**EXCERPTED DATA**.
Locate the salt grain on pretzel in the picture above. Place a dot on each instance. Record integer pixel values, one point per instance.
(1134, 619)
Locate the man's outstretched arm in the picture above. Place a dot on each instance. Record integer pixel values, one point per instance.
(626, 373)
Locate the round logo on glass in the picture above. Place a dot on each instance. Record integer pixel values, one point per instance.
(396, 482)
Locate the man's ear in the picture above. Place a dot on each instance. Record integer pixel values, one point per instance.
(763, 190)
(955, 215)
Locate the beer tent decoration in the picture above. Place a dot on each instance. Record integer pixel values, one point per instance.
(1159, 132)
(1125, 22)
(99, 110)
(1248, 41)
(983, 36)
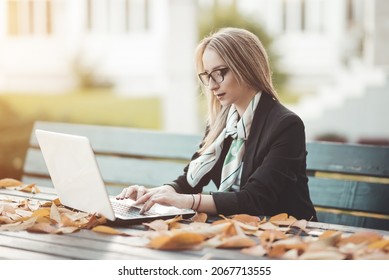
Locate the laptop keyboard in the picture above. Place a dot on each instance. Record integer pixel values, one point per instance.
(126, 211)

**TASK PROMPT**. Write out, exactly, each line from the one containing "Locate the round" down to the final line of the data above. Both of those lines count, and the pictures are left out.

**TASK OUTPUT**.
Locate the round logo on glass in the picture above. Place a dot on each instance. Record integer pixel values, one point per instance.
(396, 482)
Locate the man's ear in the picture above. Place a dot on each instance. Record integer pixel values, one point per instance.
(763, 190)
(955, 215)
Locate the beer tent decoration in the picture above. Place a dot on each instance. Record integer pixel values, one point per instance.
(1159, 132)
(1125, 22)
(99, 110)
(1248, 41)
(983, 36)
Locate the laptop keyboard in the picture above. Place a dot on each instance. Record integer pixel values, one point per instance.
(126, 211)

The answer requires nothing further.